Leaving out the pictures, reproduce each record exactly and in full.
**** Supplied data ****
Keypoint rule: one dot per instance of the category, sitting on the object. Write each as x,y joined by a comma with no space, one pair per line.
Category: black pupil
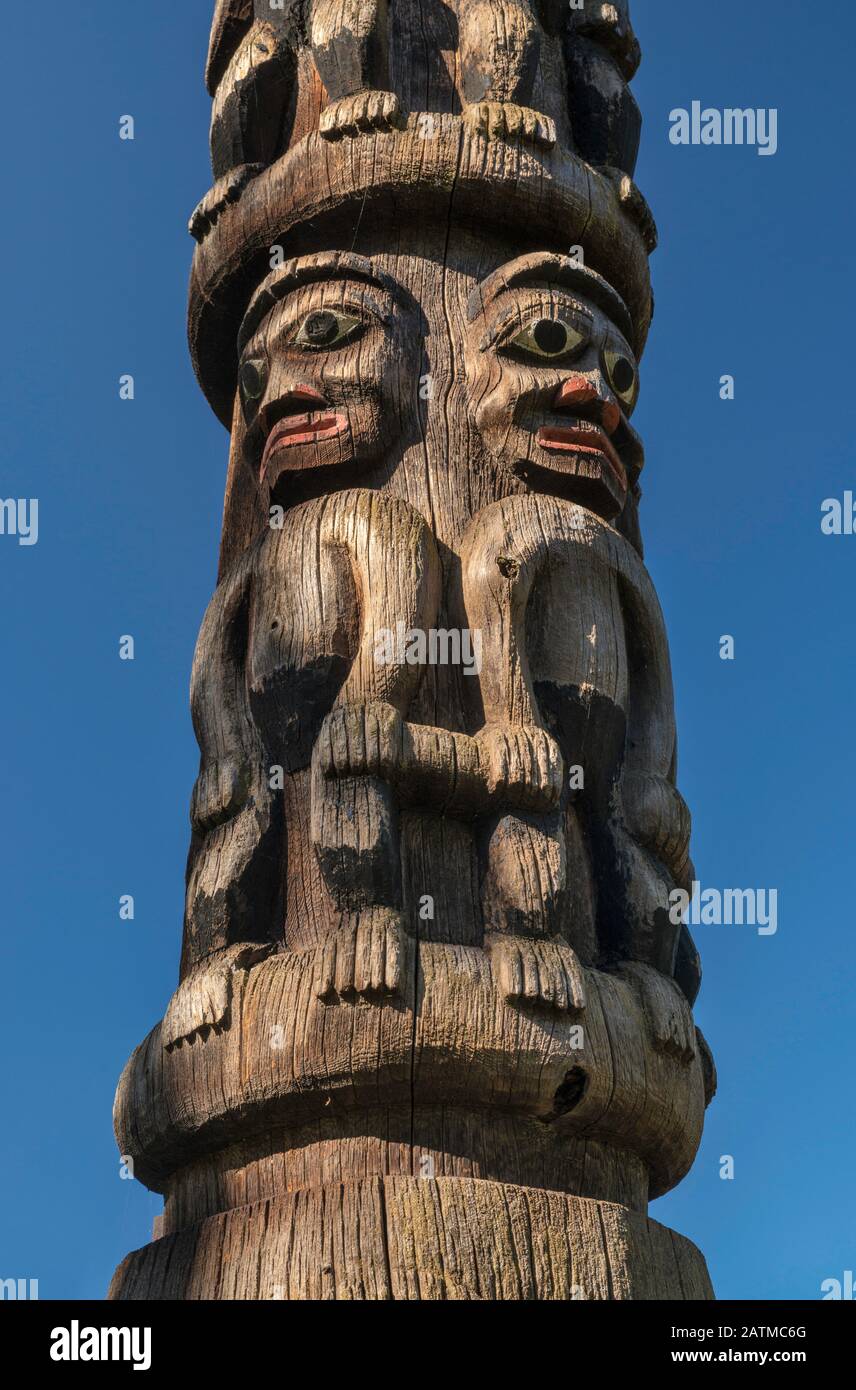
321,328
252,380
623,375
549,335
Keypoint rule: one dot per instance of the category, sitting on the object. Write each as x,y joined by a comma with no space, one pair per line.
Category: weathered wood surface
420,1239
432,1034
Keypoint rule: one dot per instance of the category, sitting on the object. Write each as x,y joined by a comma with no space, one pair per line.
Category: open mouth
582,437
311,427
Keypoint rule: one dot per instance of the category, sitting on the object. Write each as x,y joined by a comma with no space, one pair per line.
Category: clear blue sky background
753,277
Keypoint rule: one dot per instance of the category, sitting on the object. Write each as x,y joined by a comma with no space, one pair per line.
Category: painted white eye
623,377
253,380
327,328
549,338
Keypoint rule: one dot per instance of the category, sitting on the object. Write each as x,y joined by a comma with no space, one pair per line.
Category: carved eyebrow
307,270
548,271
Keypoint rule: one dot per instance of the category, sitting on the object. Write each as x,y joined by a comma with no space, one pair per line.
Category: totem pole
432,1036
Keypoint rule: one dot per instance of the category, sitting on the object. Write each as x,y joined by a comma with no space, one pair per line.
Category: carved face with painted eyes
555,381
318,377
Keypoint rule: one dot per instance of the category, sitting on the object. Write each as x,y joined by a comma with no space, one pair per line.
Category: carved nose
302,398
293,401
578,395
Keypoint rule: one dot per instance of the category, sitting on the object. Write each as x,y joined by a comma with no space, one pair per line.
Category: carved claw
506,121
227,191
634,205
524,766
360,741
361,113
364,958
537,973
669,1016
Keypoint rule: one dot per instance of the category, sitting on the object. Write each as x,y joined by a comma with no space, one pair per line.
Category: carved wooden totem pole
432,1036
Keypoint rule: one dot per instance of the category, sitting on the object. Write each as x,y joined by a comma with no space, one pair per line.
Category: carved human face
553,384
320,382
****
**Reply**.
Keypoint rule: one dot per instance of the category, sitting on the object. Write each as x,y joined by a comma with no space, one pair per line.
Category: black pupil
321,328
252,380
623,375
549,335
Keypoint rule: one dot per instance of the category, sitting on the object. Write each as x,y joined by a comma with no space, one pair per line.
Category: weathered wood surface
420,1239
432,1034
Keypoint rule: one dot per instance of the category, sitting on the object. Write each as x,y joined by a comma with no space, one pair per line.
Category: open mouth
582,437
311,427
Keypoint rule: one dot per instance of the category, sitting on the object. Write each as x,y joined by a comma with no space, one pair per line.
Category: clear blue sky background
753,277
Keypoint rule: one dot per instance of the category, sitting on the object. Write each as x,y joined by a comma with no space, one pair per line.
Category: painted white eye
623,377
253,380
327,328
549,338
Keypoint rule: one dot per instance of the category, sitting on the object. Write each as x,y joined by a comma with no space, one pair per line.
Category: carved eyebrow
307,270
548,271
Keypoint rule: one dot per instance of the category, sitting on the object. Write each as x,y joined by a comma with no space, one pair per line.
Category: totem pole
432,1036
Keypoint rule: one dot per instance of the category, sitting on the object. Write each as x,y joined by a comma with no space, one pair per line.
Category: carved face with painted eyes
555,381
318,377
Keypoint rule: one dot per instance of the category, sitting on the object. Write each as x,y joined by a comma with no space, one pair per line.
Category: carved nose
302,398
293,401
578,395
Keypoint rule: one dot per instance of the category, sitting on the object. Write each as x,y joined by a comma with no space, one pair per line.
Category: carved claw
506,121
227,191
634,205
524,766
360,741
361,113
364,958
537,973
669,1016
Keypoint rule: one dot per instance of the category, sitting on the object. Write each as x,y joined by a comma with no space, one pair per line.
Category: carved wooden totem pole
432,1036
Keypoint rule: one dot per instance of the category, sitting on the object. Write each as x,y joined by a comma with no space, one pair per line.
Category: carved human face
553,384
320,382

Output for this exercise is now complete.